### About this task
Give back exactly the first lines of the entries below, through the line with "sample: <point>3,130</point>".

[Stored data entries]
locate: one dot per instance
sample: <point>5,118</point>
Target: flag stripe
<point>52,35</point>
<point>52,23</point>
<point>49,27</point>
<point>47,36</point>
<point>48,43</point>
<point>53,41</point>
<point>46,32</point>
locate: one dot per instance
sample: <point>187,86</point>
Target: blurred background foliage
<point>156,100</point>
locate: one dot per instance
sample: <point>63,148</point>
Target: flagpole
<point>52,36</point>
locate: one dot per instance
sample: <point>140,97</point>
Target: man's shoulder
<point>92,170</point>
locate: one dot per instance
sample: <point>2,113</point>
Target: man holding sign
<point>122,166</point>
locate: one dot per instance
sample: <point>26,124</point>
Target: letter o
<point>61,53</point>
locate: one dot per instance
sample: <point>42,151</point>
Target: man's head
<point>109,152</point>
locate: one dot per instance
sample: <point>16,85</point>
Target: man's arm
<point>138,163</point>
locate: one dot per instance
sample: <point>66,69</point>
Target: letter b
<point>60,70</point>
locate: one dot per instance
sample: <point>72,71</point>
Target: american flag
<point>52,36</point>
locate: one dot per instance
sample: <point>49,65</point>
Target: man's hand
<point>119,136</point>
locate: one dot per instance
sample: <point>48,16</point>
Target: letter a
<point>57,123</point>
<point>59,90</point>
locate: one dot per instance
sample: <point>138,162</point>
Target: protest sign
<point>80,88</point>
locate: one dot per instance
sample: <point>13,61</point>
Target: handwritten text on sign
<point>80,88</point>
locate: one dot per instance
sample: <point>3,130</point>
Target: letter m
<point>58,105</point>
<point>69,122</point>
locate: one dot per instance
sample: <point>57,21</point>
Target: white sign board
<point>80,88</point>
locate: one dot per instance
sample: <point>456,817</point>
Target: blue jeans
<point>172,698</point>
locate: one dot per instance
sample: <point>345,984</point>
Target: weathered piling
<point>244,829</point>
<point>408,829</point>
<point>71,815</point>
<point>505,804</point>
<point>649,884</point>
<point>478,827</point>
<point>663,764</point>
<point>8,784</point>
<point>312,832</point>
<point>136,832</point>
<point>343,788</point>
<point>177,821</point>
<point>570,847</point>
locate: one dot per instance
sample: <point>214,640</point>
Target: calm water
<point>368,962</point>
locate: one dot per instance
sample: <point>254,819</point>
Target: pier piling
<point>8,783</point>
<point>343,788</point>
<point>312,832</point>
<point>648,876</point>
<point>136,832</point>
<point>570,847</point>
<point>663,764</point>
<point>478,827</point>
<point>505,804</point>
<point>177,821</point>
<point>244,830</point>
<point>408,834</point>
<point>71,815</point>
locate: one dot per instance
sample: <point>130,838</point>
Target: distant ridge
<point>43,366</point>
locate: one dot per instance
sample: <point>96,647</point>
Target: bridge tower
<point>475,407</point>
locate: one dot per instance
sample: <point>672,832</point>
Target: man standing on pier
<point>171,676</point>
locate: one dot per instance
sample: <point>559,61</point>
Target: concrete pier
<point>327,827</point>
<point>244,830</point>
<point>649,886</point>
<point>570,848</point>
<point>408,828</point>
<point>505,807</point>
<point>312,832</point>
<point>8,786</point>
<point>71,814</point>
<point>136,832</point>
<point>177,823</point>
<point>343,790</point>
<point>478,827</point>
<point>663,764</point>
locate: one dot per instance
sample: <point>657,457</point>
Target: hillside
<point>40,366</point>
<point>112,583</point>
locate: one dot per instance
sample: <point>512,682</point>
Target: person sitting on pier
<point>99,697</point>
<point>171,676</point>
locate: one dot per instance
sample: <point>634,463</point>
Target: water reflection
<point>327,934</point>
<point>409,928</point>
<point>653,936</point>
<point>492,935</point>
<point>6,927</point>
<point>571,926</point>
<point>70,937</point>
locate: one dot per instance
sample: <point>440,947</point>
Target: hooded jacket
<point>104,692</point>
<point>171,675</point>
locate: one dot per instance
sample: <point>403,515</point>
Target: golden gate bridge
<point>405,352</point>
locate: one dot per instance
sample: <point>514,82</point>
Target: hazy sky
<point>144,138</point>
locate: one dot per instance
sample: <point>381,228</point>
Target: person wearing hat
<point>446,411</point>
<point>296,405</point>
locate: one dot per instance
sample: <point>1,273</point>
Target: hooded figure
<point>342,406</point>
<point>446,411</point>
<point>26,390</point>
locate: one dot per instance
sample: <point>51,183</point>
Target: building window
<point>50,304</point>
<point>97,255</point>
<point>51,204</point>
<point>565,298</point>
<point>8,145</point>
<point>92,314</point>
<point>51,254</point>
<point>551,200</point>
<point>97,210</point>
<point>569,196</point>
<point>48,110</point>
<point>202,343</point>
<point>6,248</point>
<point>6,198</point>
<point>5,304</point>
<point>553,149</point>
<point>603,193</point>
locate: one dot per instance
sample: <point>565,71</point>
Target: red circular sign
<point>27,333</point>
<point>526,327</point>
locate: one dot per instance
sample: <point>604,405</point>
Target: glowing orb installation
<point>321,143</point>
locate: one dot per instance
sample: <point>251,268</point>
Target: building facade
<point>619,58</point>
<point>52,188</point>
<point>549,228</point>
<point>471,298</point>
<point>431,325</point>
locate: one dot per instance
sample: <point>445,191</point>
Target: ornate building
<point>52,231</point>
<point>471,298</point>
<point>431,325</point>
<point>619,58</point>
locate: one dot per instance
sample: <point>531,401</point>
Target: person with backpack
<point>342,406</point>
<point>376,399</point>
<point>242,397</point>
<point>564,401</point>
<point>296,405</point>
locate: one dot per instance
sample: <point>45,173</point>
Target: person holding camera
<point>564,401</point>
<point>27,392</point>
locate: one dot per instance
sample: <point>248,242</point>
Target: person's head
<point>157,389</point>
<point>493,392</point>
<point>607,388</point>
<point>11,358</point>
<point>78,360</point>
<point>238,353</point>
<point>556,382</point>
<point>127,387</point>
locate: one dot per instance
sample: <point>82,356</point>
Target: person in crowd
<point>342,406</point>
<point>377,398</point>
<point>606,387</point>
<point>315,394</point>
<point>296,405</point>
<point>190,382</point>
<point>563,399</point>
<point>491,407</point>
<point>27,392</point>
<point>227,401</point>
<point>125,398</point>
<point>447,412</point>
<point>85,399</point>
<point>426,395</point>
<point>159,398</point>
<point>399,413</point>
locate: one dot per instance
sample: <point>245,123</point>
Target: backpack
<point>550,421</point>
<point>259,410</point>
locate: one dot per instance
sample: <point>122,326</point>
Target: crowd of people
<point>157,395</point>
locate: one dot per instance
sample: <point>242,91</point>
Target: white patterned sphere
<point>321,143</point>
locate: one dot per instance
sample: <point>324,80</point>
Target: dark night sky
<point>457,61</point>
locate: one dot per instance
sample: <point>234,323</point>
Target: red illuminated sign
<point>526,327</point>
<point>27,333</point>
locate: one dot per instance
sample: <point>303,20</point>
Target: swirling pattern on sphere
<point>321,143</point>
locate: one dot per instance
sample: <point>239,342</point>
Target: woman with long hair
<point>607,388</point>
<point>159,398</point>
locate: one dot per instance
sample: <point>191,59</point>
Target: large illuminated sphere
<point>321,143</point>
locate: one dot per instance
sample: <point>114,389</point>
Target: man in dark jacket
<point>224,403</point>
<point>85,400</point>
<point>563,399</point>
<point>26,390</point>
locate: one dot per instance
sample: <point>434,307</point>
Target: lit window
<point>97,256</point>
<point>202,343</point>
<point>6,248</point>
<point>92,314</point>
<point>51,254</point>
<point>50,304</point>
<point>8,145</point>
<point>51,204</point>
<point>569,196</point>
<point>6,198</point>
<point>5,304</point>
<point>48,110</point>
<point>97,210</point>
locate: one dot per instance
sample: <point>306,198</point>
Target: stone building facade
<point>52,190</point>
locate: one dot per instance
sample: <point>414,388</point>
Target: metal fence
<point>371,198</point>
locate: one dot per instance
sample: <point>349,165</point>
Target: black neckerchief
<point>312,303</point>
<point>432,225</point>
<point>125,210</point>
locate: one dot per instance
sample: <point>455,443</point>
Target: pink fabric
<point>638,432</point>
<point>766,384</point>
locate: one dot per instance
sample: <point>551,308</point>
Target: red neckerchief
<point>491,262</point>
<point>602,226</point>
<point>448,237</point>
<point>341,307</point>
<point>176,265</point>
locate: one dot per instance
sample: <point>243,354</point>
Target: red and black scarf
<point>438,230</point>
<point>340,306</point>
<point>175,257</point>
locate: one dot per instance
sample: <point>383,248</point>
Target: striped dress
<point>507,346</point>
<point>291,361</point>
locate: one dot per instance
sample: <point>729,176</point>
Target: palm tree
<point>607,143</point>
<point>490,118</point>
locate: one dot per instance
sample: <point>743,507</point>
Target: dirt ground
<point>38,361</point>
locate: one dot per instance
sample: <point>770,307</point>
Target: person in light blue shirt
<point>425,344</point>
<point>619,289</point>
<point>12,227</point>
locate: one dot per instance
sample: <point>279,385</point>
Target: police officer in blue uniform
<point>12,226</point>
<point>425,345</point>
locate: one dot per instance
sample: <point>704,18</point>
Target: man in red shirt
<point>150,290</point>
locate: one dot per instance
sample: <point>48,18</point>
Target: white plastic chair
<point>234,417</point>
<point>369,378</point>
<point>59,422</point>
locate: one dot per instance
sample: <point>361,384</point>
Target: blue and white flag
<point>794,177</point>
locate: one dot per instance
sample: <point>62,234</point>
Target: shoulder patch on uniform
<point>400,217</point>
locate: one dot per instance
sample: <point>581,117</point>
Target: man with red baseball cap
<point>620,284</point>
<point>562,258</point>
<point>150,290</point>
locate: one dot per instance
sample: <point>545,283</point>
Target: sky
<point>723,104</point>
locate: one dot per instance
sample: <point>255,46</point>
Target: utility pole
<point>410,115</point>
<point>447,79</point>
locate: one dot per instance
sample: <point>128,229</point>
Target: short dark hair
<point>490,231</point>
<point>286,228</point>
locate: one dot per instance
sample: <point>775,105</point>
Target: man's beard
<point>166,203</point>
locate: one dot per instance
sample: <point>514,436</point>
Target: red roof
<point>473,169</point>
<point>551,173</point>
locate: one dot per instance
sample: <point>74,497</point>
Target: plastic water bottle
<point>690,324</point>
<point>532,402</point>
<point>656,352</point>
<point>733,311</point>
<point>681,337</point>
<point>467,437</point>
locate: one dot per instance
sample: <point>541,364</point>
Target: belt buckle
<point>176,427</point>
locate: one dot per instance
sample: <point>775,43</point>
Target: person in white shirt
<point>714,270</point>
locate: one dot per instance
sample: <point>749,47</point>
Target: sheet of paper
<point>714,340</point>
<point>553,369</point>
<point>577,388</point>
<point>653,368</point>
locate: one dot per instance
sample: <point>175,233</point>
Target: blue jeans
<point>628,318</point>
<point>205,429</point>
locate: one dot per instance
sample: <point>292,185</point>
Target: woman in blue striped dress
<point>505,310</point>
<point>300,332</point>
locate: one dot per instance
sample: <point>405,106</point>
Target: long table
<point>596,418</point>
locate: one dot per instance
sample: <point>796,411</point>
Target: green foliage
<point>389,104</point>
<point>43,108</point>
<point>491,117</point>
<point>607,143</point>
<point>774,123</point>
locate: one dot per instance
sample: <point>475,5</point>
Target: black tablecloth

### Output for this task
locate: one dot per instance
sample: <point>5,118</point>
Target: flag stripe
<point>52,35</point>
<point>52,23</point>
<point>49,27</point>
<point>47,36</point>
<point>48,43</point>
<point>53,41</point>
<point>46,32</point>
locate: one dot per instance
sample: <point>187,86</point>
Target: blurred background foliage
<point>156,100</point>
locate: one dot per instance
sample: <point>63,148</point>
Target: flagpole
<point>52,36</point>
locate: one dot per instance
sample: <point>140,97</point>
Target: man's shoulder
<point>92,170</point>
locate: one dot per instance
sample: <point>2,113</point>
Target: man holding sign
<point>122,166</point>
locate: one dot per instance
sample: <point>26,124</point>
Target: letter o
<point>61,53</point>
locate: one dot per instance
sample: <point>42,151</point>
Target: man's head
<point>109,152</point>
locate: one dot per instance
sample: <point>16,85</point>
Target: man's arm
<point>138,163</point>
locate: one dot per instance
sample: <point>66,69</point>
Target: letter b
<point>60,70</point>
locate: one dot per instance
sample: <point>72,71</point>
Target: american flag
<point>52,36</point>
locate: one dot per instance
sample: <point>49,65</point>
Target: man's hand
<point>119,136</point>
locate: one dot per instance
sample: <point>48,16</point>
Target: letter a
<point>57,123</point>
<point>59,90</point>
locate: one dot per instance
sample: <point>138,162</point>
Target: protest sign
<point>80,88</point>
locate: one dot per instance
sample: <point>13,61</point>
Target: handwritten text on sign
<point>80,88</point>
locate: one dot per instance
sample: <point>3,130</point>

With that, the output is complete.